Stated exercise – Starting at the line that contains "Could you locate the shoe" and continuing through the last of the rows below, render each line as one string in a JSON list, omitting blank lines.

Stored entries
—————

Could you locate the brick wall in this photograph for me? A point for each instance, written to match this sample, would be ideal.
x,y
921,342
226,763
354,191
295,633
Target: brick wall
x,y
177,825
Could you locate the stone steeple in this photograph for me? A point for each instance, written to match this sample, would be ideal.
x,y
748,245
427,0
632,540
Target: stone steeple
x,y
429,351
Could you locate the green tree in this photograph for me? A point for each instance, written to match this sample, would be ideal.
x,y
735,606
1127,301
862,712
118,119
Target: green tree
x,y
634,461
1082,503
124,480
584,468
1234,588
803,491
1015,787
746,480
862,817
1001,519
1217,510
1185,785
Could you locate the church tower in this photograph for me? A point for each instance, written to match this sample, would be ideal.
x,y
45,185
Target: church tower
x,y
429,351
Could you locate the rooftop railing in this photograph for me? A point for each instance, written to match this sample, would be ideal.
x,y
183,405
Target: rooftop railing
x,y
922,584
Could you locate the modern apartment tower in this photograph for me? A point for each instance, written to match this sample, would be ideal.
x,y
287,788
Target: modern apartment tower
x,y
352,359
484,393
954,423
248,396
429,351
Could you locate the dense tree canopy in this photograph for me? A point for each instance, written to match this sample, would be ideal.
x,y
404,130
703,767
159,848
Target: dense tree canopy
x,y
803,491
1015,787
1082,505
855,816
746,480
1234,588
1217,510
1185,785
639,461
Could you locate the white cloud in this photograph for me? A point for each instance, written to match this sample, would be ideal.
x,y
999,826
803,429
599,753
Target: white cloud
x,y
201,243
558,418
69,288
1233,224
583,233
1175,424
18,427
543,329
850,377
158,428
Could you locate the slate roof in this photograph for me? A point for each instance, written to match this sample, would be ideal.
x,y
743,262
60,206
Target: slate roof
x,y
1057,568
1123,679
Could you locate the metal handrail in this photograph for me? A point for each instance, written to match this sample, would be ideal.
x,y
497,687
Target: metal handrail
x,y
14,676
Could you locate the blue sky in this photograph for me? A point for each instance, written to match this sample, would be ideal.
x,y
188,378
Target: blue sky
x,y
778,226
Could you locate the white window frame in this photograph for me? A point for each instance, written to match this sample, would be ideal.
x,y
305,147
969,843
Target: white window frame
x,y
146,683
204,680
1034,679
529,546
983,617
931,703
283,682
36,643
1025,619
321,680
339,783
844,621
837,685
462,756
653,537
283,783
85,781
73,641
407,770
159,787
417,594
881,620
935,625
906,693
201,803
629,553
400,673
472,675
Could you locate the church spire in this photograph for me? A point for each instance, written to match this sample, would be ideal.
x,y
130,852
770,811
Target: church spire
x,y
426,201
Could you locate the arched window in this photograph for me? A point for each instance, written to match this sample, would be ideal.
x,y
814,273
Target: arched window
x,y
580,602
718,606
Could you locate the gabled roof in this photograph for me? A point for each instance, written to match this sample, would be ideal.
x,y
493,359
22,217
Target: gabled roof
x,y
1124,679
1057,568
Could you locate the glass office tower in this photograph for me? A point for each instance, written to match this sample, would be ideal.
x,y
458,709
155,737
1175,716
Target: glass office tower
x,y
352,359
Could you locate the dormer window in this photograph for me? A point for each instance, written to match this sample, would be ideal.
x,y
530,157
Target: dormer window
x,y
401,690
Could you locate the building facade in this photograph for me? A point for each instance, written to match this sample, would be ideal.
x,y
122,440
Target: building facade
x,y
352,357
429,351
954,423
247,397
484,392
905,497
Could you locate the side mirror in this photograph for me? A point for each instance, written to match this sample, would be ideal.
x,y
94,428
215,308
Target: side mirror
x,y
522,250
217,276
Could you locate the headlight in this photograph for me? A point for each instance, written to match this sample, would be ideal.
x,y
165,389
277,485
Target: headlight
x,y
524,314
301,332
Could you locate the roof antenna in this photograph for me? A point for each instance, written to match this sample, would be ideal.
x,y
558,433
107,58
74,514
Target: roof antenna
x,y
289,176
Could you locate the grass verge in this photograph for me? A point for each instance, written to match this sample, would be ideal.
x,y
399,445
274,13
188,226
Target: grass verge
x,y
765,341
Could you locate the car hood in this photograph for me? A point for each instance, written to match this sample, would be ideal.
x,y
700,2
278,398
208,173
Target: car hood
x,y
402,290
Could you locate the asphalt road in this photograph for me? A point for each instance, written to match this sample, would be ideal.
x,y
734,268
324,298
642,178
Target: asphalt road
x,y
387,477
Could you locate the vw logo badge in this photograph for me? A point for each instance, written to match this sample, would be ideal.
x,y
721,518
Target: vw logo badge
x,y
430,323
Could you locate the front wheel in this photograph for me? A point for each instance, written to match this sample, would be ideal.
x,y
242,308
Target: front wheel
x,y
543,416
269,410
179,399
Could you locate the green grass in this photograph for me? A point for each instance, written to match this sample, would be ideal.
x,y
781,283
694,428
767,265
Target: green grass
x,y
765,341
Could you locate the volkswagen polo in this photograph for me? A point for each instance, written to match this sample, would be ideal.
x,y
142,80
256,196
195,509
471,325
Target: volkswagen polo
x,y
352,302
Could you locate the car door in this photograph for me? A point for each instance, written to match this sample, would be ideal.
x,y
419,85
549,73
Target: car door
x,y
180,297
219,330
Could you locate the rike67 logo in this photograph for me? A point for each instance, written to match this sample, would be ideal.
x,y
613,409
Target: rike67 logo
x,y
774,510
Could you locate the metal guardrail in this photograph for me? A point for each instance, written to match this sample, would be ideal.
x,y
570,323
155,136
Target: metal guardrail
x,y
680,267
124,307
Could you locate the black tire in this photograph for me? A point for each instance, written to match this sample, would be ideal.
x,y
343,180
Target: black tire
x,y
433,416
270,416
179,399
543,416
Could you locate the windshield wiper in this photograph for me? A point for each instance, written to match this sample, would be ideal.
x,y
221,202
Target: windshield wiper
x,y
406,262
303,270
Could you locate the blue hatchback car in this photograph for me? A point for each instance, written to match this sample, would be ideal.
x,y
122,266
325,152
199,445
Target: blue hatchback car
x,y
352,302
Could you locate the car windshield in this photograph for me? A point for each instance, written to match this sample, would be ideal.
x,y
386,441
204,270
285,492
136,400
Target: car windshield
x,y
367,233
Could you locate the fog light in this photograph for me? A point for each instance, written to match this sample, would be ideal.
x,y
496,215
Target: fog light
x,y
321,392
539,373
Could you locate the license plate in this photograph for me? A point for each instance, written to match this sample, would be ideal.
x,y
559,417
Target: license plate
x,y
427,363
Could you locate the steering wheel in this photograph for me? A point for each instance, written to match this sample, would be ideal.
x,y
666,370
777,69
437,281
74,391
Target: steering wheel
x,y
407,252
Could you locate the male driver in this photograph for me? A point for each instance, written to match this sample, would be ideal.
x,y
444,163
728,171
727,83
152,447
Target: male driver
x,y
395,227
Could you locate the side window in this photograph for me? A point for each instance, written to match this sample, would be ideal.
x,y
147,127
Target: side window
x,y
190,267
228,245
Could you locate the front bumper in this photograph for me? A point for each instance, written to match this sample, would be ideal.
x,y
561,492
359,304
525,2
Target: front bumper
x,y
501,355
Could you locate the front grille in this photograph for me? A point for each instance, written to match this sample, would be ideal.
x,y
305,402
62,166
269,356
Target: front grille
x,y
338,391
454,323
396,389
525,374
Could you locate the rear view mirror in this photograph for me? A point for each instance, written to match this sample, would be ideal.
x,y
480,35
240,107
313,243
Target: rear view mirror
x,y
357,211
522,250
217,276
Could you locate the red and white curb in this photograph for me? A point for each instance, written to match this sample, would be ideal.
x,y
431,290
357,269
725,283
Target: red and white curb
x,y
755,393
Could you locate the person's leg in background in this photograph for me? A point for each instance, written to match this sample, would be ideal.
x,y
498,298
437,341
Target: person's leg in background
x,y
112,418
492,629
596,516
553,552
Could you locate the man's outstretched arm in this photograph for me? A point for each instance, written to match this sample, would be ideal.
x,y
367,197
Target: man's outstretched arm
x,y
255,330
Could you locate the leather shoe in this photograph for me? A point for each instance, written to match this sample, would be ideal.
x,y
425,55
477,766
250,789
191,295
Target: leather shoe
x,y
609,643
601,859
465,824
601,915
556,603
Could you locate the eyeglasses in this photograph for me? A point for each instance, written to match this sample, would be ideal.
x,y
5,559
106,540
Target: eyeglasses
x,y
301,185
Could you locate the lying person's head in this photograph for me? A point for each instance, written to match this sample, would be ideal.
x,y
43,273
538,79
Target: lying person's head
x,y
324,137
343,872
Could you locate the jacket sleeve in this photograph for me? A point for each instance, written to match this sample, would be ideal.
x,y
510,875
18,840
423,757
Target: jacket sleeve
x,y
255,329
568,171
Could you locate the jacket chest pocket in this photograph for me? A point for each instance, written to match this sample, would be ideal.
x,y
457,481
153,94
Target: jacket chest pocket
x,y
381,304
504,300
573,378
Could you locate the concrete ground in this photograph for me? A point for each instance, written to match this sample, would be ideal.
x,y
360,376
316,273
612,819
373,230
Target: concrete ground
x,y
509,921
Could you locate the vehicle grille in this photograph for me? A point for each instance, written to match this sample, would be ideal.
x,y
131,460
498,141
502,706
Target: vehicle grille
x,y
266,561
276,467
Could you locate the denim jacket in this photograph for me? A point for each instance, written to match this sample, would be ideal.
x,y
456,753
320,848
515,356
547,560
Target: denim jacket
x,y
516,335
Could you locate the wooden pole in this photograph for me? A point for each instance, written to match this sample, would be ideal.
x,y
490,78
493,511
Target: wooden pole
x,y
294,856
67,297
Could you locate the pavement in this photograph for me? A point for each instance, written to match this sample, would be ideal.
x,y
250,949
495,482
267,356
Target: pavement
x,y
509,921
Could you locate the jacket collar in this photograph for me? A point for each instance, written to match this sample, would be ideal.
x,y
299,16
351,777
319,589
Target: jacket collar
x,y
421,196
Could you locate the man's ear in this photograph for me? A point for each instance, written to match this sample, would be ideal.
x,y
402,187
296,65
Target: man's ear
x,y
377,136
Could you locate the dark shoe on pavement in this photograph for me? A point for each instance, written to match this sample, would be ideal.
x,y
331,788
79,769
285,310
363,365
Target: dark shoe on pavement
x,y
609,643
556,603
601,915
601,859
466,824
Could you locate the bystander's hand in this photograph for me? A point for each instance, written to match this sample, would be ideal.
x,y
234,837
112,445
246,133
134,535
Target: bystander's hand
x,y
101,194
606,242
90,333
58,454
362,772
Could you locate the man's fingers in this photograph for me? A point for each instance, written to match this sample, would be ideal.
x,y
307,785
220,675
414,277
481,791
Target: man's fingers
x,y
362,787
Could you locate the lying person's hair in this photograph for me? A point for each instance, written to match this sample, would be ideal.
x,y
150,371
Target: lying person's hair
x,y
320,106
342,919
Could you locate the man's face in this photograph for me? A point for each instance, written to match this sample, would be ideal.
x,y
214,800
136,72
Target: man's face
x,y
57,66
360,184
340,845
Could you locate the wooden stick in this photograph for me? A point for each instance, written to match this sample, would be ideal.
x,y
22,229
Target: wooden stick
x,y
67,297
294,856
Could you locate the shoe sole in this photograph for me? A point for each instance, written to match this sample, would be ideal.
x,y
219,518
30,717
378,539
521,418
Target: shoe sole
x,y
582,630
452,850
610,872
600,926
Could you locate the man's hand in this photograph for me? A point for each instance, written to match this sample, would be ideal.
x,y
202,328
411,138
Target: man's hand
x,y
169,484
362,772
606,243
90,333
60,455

—————

Reply –
[
  "Could you locate the shoe sole in this photograph for me? A point for each instance, written to match this sample, would be ideal.",
  "x,y",
  "219,518",
  "30,717",
  "378,539",
  "521,418",
  "Target: shoe sole",
  "x,y",
  "582,630",
  "452,850",
  "610,872",
  "600,926",
  "Could you locate the man's hand in this photograph for me? A point for each instance, written to match this sample, would be ideal.",
  "x,y",
  "202,328",
  "411,138",
  "Target: man's hand",
  "x,y",
  "169,484",
  "362,772",
  "606,243",
  "90,333",
  "60,455"
]